TASK DIRECTIONS: Copy all of the records below word for word, with no changes.

--- Start of GIVEN RECORDS ---

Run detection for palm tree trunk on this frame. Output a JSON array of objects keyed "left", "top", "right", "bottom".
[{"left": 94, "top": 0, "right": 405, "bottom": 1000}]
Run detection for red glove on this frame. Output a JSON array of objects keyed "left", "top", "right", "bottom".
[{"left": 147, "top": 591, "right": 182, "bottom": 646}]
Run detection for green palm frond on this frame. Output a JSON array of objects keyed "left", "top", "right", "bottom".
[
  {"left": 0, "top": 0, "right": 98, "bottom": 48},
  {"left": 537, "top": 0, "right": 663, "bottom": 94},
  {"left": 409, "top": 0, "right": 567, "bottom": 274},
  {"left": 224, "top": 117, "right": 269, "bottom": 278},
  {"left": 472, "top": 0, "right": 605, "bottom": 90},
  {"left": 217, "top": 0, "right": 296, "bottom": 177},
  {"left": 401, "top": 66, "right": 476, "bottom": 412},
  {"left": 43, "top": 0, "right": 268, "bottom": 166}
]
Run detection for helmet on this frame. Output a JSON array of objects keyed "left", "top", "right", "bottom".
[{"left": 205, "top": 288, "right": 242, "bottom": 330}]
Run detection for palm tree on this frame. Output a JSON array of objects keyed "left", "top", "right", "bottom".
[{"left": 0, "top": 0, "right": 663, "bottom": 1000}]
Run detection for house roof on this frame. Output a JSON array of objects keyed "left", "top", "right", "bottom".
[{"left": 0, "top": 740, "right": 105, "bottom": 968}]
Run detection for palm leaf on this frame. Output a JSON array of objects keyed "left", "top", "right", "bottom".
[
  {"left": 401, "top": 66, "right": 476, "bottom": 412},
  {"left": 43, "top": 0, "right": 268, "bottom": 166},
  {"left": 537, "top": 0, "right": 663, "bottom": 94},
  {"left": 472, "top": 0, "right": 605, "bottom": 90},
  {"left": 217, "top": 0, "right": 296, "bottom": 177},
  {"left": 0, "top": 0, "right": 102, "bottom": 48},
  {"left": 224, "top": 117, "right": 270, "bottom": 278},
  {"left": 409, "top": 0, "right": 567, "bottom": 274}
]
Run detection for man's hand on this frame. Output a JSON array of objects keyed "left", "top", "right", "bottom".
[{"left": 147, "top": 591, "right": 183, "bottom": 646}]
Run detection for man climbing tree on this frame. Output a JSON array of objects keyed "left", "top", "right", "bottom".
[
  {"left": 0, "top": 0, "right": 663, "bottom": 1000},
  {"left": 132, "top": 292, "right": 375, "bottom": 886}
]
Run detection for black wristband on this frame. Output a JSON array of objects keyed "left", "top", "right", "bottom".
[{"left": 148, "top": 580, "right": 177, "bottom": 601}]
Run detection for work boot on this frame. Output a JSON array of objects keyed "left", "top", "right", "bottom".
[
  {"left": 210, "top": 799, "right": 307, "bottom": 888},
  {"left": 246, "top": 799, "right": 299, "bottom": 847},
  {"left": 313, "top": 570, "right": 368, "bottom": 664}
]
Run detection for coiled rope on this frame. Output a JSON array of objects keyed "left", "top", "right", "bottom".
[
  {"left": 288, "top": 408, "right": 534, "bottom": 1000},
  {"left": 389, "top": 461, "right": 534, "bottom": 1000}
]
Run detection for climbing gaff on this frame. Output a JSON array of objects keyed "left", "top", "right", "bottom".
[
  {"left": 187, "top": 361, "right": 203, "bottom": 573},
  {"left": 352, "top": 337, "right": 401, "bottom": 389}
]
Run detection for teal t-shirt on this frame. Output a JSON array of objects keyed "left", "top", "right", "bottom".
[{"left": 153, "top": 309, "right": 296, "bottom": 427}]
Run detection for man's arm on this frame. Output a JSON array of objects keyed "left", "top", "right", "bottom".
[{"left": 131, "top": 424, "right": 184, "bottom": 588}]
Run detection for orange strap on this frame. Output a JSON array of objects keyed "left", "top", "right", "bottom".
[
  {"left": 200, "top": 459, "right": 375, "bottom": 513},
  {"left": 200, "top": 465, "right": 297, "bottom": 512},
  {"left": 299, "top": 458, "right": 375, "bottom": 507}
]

--- End of GIVEN RECORDS ---

RESPONSE:
Run detection for palm tree trunk on this frame. Output a JSON array of objects keyed "left", "top", "right", "bottom".
[{"left": 94, "top": 0, "right": 405, "bottom": 1000}]
Run detection for red glove on this frame. Output a JSON array of objects keyed "left", "top", "right", "bottom".
[{"left": 147, "top": 591, "right": 182, "bottom": 646}]
Run detection for green palm frond on this frame. Output a JSON array of objects keyed "left", "top", "right", "bottom".
[
  {"left": 0, "top": 0, "right": 98, "bottom": 48},
  {"left": 537, "top": 0, "right": 663, "bottom": 94},
  {"left": 409, "top": 0, "right": 567, "bottom": 274},
  {"left": 224, "top": 117, "right": 269, "bottom": 278},
  {"left": 472, "top": 0, "right": 605, "bottom": 90},
  {"left": 217, "top": 0, "right": 296, "bottom": 177},
  {"left": 401, "top": 66, "right": 476, "bottom": 412},
  {"left": 43, "top": 0, "right": 268, "bottom": 166}
]
Run detection for helmet on this frame. Output a JSON array of objects keyed "left", "top", "right", "bottom".
[{"left": 205, "top": 288, "right": 242, "bottom": 330}]
Run detection for palm tree on this frame. Output a JSON array of objects keyed "left", "top", "right", "bottom".
[{"left": 0, "top": 0, "right": 663, "bottom": 1000}]
Run detection for house roof on this frame. Output a JSON array of objects keyed "left", "top", "right", "bottom".
[{"left": 0, "top": 740, "right": 105, "bottom": 968}]
Run detection for palm leaf on this frame. Output a JSON array of objects keyed "left", "top", "right", "bottom".
[
  {"left": 401, "top": 66, "right": 476, "bottom": 412},
  {"left": 43, "top": 0, "right": 268, "bottom": 166},
  {"left": 537, "top": 0, "right": 663, "bottom": 94},
  {"left": 472, "top": 0, "right": 605, "bottom": 90},
  {"left": 217, "top": 0, "right": 296, "bottom": 177},
  {"left": 0, "top": 0, "right": 102, "bottom": 48},
  {"left": 224, "top": 117, "right": 270, "bottom": 278},
  {"left": 409, "top": 0, "right": 567, "bottom": 274}
]
Run detection for man's hand on this frame. Output a JSON array of objects keyed "left", "top", "right", "bottom".
[{"left": 147, "top": 591, "right": 183, "bottom": 646}]
Run detection for man climbing tree on this frame. Output a JSON array of objects keyed "left", "top", "right", "bottom".
[
  {"left": 0, "top": 0, "right": 663, "bottom": 1000},
  {"left": 132, "top": 292, "right": 375, "bottom": 886}
]
Run detection for black wristband on this frame. Output a JSON array of objects keyed "left", "top", "right", "bottom".
[{"left": 148, "top": 580, "right": 177, "bottom": 601}]
Run detection for work boot on this frame. Output a JSON array of objects keyed "left", "top", "right", "bottom".
[
  {"left": 210, "top": 799, "right": 307, "bottom": 888},
  {"left": 246, "top": 799, "right": 299, "bottom": 847},
  {"left": 313, "top": 570, "right": 368, "bottom": 664}
]
Run detection for coiled rope on this frame. Output a JSON array of objects keyed "left", "top", "right", "bottom".
[
  {"left": 288, "top": 408, "right": 534, "bottom": 1000},
  {"left": 389, "top": 461, "right": 534, "bottom": 1000}
]
Run detection for climbing gaff on this frame. Output a JSON array of objects keyed "left", "top", "right", "bottom".
[
  {"left": 187, "top": 361, "right": 203, "bottom": 573},
  {"left": 352, "top": 337, "right": 401, "bottom": 389}
]
Run detection for teal t-shirt on this frame. Output a JSON array of objects keyed "left", "top", "right", "bottom".
[{"left": 153, "top": 309, "right": 296, "bottom": 427}]
Run detection for man's arm on this frame. Output a JSON array of objects keyed "left", "top", "right", "bottom".
[{"left": 131, "top": 424, "right": 184, "bottom": 588}]
Run detection for orange strap on this frame. Output a JSON array of objects keyed "left", "top", "right", "bottom".
[
  {"left": 200, "top": 459, "right": 375, "bottom": 513},
  {"left": 200, "top": 465, "right": 297, "bottom": 512},
  {"left": 299, "top": 458, "right": 375, "bottom": 507}
]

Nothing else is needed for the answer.